┌─ Material for the task

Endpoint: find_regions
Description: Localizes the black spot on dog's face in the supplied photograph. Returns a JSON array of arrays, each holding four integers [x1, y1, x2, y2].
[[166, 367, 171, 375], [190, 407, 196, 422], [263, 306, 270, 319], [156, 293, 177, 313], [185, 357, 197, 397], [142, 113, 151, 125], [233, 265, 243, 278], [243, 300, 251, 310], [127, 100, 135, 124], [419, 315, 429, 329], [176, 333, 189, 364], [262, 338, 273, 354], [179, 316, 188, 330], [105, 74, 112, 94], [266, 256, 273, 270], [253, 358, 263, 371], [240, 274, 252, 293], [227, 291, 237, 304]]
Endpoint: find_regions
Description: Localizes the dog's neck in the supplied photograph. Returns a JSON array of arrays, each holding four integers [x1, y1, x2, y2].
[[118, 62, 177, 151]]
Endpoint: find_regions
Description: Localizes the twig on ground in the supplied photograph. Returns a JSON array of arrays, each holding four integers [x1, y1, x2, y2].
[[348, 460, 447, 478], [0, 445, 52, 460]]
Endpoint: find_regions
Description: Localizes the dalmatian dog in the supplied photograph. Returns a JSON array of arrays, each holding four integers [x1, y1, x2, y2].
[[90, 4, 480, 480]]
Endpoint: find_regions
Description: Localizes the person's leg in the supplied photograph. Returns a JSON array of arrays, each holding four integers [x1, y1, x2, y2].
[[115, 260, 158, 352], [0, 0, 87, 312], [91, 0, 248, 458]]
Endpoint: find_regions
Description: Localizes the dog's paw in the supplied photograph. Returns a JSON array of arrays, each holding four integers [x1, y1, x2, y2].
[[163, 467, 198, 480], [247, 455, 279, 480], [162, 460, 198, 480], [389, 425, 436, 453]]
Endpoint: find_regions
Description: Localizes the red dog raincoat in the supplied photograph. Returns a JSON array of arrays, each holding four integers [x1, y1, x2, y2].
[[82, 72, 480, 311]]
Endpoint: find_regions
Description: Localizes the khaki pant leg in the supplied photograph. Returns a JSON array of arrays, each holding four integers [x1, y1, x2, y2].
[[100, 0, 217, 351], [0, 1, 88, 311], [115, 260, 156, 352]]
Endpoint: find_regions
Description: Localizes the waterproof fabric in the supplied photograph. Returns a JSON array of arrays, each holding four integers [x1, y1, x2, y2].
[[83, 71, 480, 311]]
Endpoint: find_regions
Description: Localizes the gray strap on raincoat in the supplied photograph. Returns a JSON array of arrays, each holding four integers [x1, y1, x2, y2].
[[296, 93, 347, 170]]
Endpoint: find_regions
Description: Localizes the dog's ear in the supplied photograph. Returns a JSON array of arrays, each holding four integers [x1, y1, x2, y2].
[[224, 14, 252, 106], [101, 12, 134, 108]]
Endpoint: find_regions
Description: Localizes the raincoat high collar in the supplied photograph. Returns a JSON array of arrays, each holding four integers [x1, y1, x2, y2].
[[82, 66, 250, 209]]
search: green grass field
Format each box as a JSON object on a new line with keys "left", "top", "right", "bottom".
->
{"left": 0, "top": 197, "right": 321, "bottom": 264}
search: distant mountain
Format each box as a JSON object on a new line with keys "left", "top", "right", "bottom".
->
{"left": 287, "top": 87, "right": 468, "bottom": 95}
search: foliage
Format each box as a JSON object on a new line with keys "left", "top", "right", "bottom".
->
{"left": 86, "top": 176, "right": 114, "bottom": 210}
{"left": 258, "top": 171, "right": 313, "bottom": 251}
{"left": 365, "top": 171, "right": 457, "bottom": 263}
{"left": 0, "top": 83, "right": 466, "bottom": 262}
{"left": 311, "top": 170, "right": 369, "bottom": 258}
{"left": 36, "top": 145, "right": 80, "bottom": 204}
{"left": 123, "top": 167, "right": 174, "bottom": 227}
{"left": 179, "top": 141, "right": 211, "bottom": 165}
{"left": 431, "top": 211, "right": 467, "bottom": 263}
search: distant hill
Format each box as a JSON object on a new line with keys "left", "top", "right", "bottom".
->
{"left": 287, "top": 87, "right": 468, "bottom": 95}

└─

_Exercise aim_
Would you please transcribe each line of the material exactly?

_Written solution_
Endpoint: find_regions
Description: Localizes the black spot on dog's face in the supplied photograph. Returns a JSON array of arrays, each holding four integers [x1, y1, x2, y2].
[[166, 367, 171, 375], [190, 407, 196, 422], [263, 306, 270, 319], [156, 293, 177, 313], [185, 357, 197, 397], [142, 113, 151, 125], [233, 265, 243, 278], [243, 300, 251, 310], [127, 100, 135, 124], [419, 315, 429, 329], [176, 333, 189, 364], [262, 338, 273, 354], [179, 316, 188, 330], [105, 74, 112, 94], [266, 256, 273, 270], [253, 358, 263, 371], [240, 274, 252, 293], [227, 291, 237, 304]]
Endpoint: find_regions
Description: Localizes the dog's neck in the supplied photograph. Returns a JSON array of arrays, each holding four integers [x1, y1, x2, y2].
[[118, 62, 177, 151]]
Endpoint: find_regions
Description: Localizes the twig on ground in the supplied photograph. Returns a JSON array of arrays, each holding four integers [x1, y1, x2, y2].
[[348, 460, 447, 478], [0, 445, 52, 460]]
Endpoint: find_regions
Description: Localizes the dalmatian dog in the supplied photograph. Returns a JSON array of arrays, each holding four integers [x1, y1, x2, y2].
[[90, 4, 480, 480]]
Endpoint: find_regions
Description: Localizes the person's leg in the supplied photograph. Returns a JSON array of arrays, each holding four integers [x1, y1, x2, y2].
[[115, 260, 158, 352], [0, 0, 87, 312], [91, 0, 248, 458]]
Endpoint: find_regions
Description: Localizes the dog's paw in the supplied photograph. Returns a JSON array of arrays, each holding four integers [x1, y1, x2, y2].
[[163, 467, 198, 480], [247, 455, 279, 480], [162, 460, 198, 480], [389, 425, 436, 453]]
Endpoint: find_regions
Description: Localizes the red dog raincoat in the supplied photograph. Returns a JSON array of arrays, each holding four integers [x1, y1, x2, y2].
[[82, 72, 480, 311]]
Endpoint: find_regions
Description: Localizes the khaki pant leg in the supplied photograph. Returns a JSON array of arrays, each holding four integers [x1, y1, x2, y2].
[[100, 0, 217, 351], [0, 1, 88, 311], [115, 260, 156, 352]]
Endpoint: find_regions
Description: Localizes the waterproof fabric in the supplied photograph. Returns a JSON array of arrays, each holding four integers [x1, y1, x2, y2].
[[83, 71, 480, 311]]
Endpoint: find_regions
Description: Localizes the gray strap on raincoat in the supplied photograph. Returns a JSON array of arrays, each holding four integers [x1, y1, x2, y2].
[[296, 93, 347, 170]]
Endpoint: find_regions
Description: Localizes the dog's ear in the supplied photograph. Returns a JSON array of arrays, each holding four integers [x1, y1, x2, y2].
[[224, 14, 252, 106], [101, 12, 134, 108]]
Endpoint: find_regions
Description: Localizes the raincoat high collar in the supplied photograph. Returns a JSON array of arrays, each holding four integers [x1, y1, x2, y2].
[[82, 66, 250, 209]]
search: green grass field
Format each box as a JSON object on a new line with keys "left", "top", "right", "bottom".
->
{"left": 0, "top": 197, "right": 321, "bottom": 264}
search: distant mountain
Format each box as a JSON object on a new line with keys "left", "top", "right", "bottom".
->
{"left": 287, "top": 87, "right": 468, "bottom": 95}
search: foliage
Format each box as a JSON object on a new line with keys "left", "top", "right", "bottom".
->
{"left": 86, "top": 176, "right": 114, "bottom": 210}
{"left": 258, "top": 171, "right": 313, "bottom": 251}
{"left": 365, "top": 171, "right": 457, "bottom": 263}
{"left": 0, "top": 83, "right": 466, "bottom": 262}
{"left": 311, "top": 170, "right": 369, "bottom": 258}
{"left": 36, "top": 145, "right": 80, "bottom": 204}
{"left": 123, "top": 167, "right": 174, "bottom": 227}
{"left": 179, "top": 141, "right": 211, "bottom": 165}
{"left": 431, "top": 211, "right": 467, "bottom": 263}
search: distant hill
Format each box as a JSON object on a new line with keys "left", "top", "right", "bottom".
->
{"left": 287, "top": 87, "right": 468, "bottom": 95}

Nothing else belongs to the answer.